WRITTEN REQUEST: In the copy, keep every record exact and leave out all images.

INPUT FOR THIS TASK:
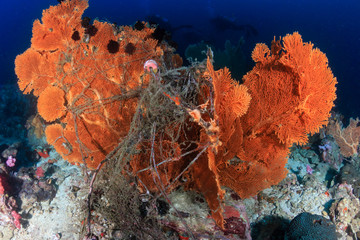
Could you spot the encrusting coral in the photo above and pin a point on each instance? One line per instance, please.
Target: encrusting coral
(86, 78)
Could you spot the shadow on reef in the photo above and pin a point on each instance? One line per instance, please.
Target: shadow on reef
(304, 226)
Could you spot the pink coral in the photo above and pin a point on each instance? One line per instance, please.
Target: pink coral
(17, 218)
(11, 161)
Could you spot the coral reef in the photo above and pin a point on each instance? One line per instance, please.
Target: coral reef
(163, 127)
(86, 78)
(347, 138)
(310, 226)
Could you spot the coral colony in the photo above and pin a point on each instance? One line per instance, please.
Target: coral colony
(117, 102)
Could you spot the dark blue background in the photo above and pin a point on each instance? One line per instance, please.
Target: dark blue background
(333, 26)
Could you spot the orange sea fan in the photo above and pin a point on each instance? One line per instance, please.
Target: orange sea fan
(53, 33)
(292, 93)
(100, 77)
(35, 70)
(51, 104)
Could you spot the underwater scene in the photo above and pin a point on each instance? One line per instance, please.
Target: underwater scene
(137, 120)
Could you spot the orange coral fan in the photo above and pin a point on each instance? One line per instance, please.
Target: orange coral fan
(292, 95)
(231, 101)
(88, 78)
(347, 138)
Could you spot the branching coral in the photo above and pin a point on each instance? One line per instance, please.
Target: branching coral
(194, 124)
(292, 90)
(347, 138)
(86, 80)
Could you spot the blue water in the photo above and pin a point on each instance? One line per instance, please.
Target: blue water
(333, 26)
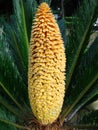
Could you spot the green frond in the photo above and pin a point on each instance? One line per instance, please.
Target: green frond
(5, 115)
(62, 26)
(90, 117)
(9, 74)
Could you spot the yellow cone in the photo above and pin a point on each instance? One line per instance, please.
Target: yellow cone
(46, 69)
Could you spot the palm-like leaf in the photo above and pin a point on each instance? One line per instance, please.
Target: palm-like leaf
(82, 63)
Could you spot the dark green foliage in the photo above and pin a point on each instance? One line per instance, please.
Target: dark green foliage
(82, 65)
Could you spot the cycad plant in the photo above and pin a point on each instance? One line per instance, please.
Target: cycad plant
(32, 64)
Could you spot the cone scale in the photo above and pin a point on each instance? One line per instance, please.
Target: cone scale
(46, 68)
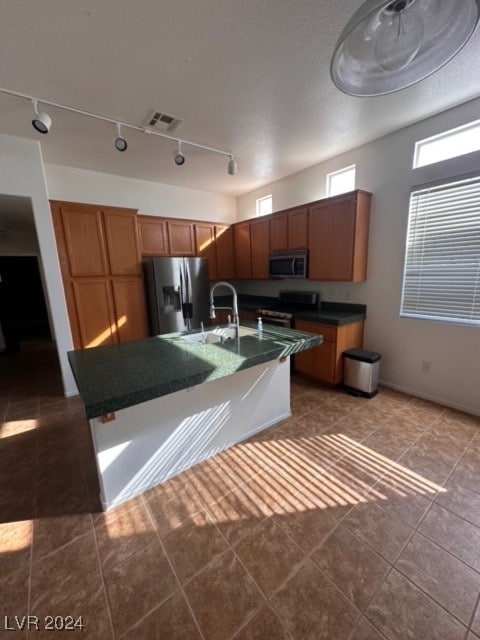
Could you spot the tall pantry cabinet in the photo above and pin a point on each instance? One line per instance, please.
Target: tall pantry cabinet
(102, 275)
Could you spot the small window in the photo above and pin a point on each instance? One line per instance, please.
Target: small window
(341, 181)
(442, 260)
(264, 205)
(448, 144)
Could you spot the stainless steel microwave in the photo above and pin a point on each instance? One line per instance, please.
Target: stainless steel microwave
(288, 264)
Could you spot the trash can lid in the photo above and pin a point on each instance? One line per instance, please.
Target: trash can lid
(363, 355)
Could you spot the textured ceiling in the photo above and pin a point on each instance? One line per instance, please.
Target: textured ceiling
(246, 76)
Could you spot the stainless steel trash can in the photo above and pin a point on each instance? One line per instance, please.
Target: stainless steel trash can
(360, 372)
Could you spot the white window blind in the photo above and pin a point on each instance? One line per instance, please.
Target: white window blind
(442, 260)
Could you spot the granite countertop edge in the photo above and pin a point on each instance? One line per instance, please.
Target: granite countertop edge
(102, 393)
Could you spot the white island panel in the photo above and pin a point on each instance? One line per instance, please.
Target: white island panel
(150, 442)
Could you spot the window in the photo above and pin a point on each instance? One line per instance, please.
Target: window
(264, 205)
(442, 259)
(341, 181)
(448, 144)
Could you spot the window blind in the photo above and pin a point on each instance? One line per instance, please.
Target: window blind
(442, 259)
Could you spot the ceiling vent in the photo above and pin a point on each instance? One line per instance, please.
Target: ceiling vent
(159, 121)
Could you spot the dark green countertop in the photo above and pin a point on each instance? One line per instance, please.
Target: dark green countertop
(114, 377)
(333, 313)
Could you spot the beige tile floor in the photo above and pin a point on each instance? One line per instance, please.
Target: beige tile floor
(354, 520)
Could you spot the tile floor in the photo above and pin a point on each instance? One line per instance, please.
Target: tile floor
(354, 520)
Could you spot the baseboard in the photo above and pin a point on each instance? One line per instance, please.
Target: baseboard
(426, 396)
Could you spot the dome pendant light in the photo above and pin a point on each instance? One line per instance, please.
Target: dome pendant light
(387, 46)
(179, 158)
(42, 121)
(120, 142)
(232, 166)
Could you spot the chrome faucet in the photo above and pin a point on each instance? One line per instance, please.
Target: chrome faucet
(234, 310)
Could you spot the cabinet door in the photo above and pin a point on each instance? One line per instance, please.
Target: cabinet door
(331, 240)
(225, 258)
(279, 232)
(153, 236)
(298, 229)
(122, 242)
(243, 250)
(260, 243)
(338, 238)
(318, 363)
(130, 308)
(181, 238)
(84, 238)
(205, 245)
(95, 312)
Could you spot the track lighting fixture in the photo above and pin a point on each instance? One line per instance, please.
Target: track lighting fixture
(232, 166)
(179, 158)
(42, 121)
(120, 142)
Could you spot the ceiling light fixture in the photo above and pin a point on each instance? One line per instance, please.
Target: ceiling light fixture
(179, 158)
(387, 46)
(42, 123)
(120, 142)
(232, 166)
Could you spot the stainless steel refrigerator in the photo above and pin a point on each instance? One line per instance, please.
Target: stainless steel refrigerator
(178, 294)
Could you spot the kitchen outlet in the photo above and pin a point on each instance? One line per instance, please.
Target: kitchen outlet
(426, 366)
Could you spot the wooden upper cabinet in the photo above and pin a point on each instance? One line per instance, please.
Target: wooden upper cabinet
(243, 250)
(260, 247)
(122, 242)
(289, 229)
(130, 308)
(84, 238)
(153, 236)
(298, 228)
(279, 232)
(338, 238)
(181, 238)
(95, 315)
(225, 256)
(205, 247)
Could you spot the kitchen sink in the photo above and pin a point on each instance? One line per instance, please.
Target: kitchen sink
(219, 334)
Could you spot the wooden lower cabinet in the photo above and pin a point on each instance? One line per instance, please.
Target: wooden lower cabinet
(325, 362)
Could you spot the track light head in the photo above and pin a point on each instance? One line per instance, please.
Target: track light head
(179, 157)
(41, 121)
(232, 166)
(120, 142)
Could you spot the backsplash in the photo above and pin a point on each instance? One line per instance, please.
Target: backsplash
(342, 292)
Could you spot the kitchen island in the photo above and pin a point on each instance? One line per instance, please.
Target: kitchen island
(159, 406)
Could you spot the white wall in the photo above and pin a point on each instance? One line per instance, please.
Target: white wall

REPLY:
Could you spot the encrusting coral in the photo above and pin a point on each instance? One line per instance, please.
Target: encrusting coral
(86, 78)
Could you spot the shadow on reef in the photo above and pin a point on each instance? One line per instance, please.
Target: shadow on reef
(304, 226)
Could you spot the pink coral in the photo above and pin a point on each instance? One line per instance, please.
Target: pink coral
(17, 218)
(11, 161)
Could you spot the coral reef in the photo above and pin a point on each instance? One line per instance, please.
Target: coral reef
(163, 127)
(86, 78)
(347, 138)
(310, 226)
Could you spot the coral colony in the photo above and pin a point on each instance? One line per instance, please.
Target: coral colony
(117, 102)
Could you spot the dark blue background in the photo above and pin a point on each instance? One line per instance, please.
Target: dark blue background
(333, 26)
Could you spot the orange sea fan in the photo above and pin a point on each instance? One line per instance, please.
Target: orange sea fan
(53, 33)
(292, 93)
(100, 77)
(35, 70)
(51, 104)
Could you spot the underwater scene in the photo above and pin a point on each instance? One line per instance, please.
Target: underwater scene
(137, 120)
Could you spot the orange coral fan in the photo above and pin a point on each instance? One line per instance, please.
Target: orange coral fan
(292, 95)
(231, 101)
(88, 78)
(347, 138)
Could you spot the branching coral in the photo above and pin a point on each instance? One line per instance, please.
Target: branching coral
(194, 124)
(292, 90)
(347, 138)
(86, 80)
Could you spot the blue water in the photo above and pin a point on each instance? One line per instance, please.
Target: blue water
(333, 26)
Could you spot the green frond in the photo above and pin a point on each instance? One line per instance, please.
Target: green frond
(5, 115)
(62, 26)
(90, 117)
(9, 74)
Could you spot the yellow cone in the photo above and pin a point on each instance? One line per instance, please.
Target: yellow cone
(46, 69)
Could you spot the palm-like leaf in the photo above and pin a point on each instance? One line per instance, please.
Target: palm-like leaf
(82, 63)
Could you spot the dark green foliage in the photo above and pin a point on each instance? One line per instance, please.
Target: dark green foliage
(82, 65)
Could you spot the cycad plant in the photo above and pin a point on each instance? One line per instance, please.
Target: cycad plant
(32, 64)
Could you spot the cone scale in the photo above and pin a point on each instance? One line per instance, please.
Target: cone scale
(46, 68)
Could you spot the tall pantry cabinet in the photo above and pin a point on each instance? One line per instance, please.
Target: tall pantry cabinet
(102, 275)
Could you spot the small window in the photo above and pin a point on each instance? One line per instance, please.
Target: small window
(341, 181)
(442, 260)
(264, 205)
(448, 144)
Could you spot the stainless steel microwave in the photo above and pin a point on each instance? One line per instance, please.
Target: stainless steel microwave
(288, 264)
Could you spot the trash can lid in the photo above and pin a point on each instance? One line per instance, please.
Target: trash can lid
(363, 355)
Could you spot the textured ceiling in the photo above and pin a point on each instance? One line per instance, please.
Target: textured ceiling
(246, 76)
Could you spot the stainless steel trash can in the photo above and pin a point on each instance? One line per instance, please.
Target: stainless steel trash can
(360, 372)
Could you spot the white window blind in the photo above and pin a point on each instance? One line per instance, please.
Target: white window blind
(442, 260)
Could you spot the granite countertop edge in the photo above and pin a point on each instance? One line per instance, please.
Target: granite countertop edge
(102, 393)
Could you spot the white island panel in the photo above and pin a point on each instance? One line per instance, please.
Target: white island panel
(150, 442)
Could you spot the window in the photo above and pin a point on each instance? One line per instance, please.
Target: window
(264, 205)
(442, 259)
(341, 181)
(448, 144)
Could you spot the window blind in the photo above and pin a point on each instance? One line per instance, please.
Target: window blind
(442, 259)
Could you spot the ceiling vent in the photo above and pin a point on each instance? One line per instance, please.
Target: ceiling vent
(159, 121)
Could you spot the dark green countertop in the photo above and pin a point on each instance? One line per instance, please.
Target: dark green countertop
(114, 377)
(333, 313)
Could you spot the beige tile floor in the photo above and pin a point on each instance? One line per instance, please.
Target: beige tile floor
(354, 520)
Could you spot the tile floor in the photo above and pin a point on each instance? One line per instance, please.
Target: tile floor
(354, 520)
Could you spot the baseboard in the photo above and pin a point on each instance? One line per instance, please.
Target: baseboard
(426, 396)
Could you spot the dome pendant light in the photo above and pin a point on each instance? One line per instance, please.
Target: dome pendant light
(387, 46)
(179, 158)
(42, 121)
(120, 142)
(232, 166)
Could you spot the chrome faucet in the photo above and pin a point on each instance? One line per instance, please.
Target: chrome faucet
(234, 310)
Could you spot the cabinet door in the photo above and pin a point on each instance? One line per instance, please.
Target: cabinet door
(331, 240)
(225, 258)
(279, 232)
(153, 236)
(298, 229)
(122, 242)
(243, 250)
(260, 243)
(338, 238)
(318, 363)
(130, 308)
(181, 238)
(84, 238)
(205, 245)
(95, 312)
Could you spot the track lighting fixture in the photo above and pin a point on each instance? One line per instance, please.
Target: track lighting fixture
(232, 166)
(179, 158)
(42, 121)
(120, 142)
Could you spot the ceiling light fixture in the photo above and pin a point on each instance? One line per instance, please.
Target: ceiling light fixture
(179, 158)
(387, 46)
(42, 123)
(120, 142)
(232, 166)
Could you spot the stainless steel refrigerator in the photo above and pin a point on each instance? One line per instance, please.
Target: stainless steel refrigerator
(178, 294)
Could you spot the kitchen outlet in the photo above and pin a point on each instance? One line per instance, please.
Target: kitchen outlet
(426, 366)
Could you spot the wooden upper cabinet in the photo above and pin a point on each instance? One line per instance, please.
Target: wooden upper cabinet
(243, 250)
(260, 247)
(122, 242)
(289, 229)
(130, 308)
(84, 238)
(153, 236)
(298, 228)
(279, 232)
(338, 238)
(181, 238)
(95, 315)
(225, 256)
(205, 247)
Could you spot the kitchen sink in the photo above and pin a point on each instance? One line per instance, please.
Target: kitchen sink
(219, 334)
Could you spot the wooden lower cabinet in the photo above and pin a point on each instance? One line per instance, please.
Target: wooden lower cabinet
(325, 362)
Could you spot the track light head in the photo above and pin a point on each instance? One line per instance, please.
Target: track light head
(179, 157)
(41, 121)
(232, 166)
(120, 142)
Could you spot the backsplash in the photo above and pin a point on each instance? One line per instance, please.
Target: backsplash
(342, 292)
Could you spot the kitchen island in the photo above and pin a point on each instance? One line per instance, please.
Target: kitchen island
(159, 406)
Could you spot the white wall in the photo above and pin a point on each instance? One line per instance, please.
Target: white wall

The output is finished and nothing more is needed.